* _What this task involves_:
Rewrite the stretch of the Adele Island stoat report below from "More Trapping On" through "there are more.", changing "volunteers" to "helpers" wherever it occurs.

More Trapping On Adele Island After Stoat Caught

Trapping is being stepped up on Adele Island to protect its native wildlife after a stoat was found dead in a trap on the Abel Tasman National Park island sanctuary.

A Department of Conservation stoat tracking dog is also being brought in to search for stoats should more be on the island.

DOC Motueka Area Manager Martin Rodd said the dead stoat was found in a trap on Friday (25 January) by Abel Tasman Birdsong Trust volunteers carrying out regular predator monitoring work on the island.

‘It’s good that the trapping system on the island has done its job in catching the stoat. Extra traps especially put on Adele for such predator incursions are being set to catch stoats in case there are more.

‘Birdsong Trust volunteers had checked the island’s traps just the Friday before so the stoat has been caught in the days since then. But we don’t know how long it had been on the island before it was trapped.

* _Data lines_:
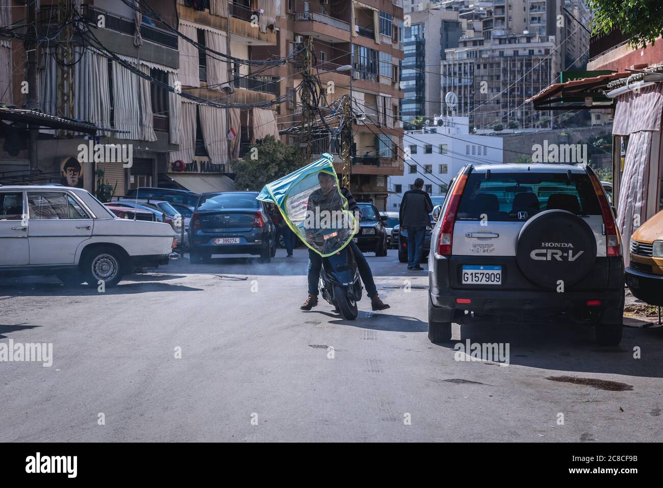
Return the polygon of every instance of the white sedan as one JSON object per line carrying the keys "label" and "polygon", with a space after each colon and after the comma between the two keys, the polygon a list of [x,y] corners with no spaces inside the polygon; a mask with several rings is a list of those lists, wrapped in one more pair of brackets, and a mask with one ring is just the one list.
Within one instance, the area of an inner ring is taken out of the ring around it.
{"label": "white sedan", "polygon": [[82,188],[0,185],[0,276],[110,286],[135,268],[167,263],[176,243],[168,224],[118,218]]}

* _Response_:
More Trapping On Adele Island After Stoat Caught

Trapping is being stepped up on Adele Island to protect its native wildlife after a stoat was found dead in a trap on the Abel Tasman National Park island sanctuary.

A Department of Conservation stoat tracking dog is also being brought in to search for stoats should more be on the island.

DOC Motueka Area Manager Martin Rodd said the dead stoat was found in a trap on Friday (25 January) by Abel Tasman Birdsong Trust helpers carrying out regular predator monitoring work on the island.

‘It’s good that the trapping system on the island has done its job in catching the stoat. Extra traps especially put on Adele for such predator incursions are being set to catch stoats in case there are more.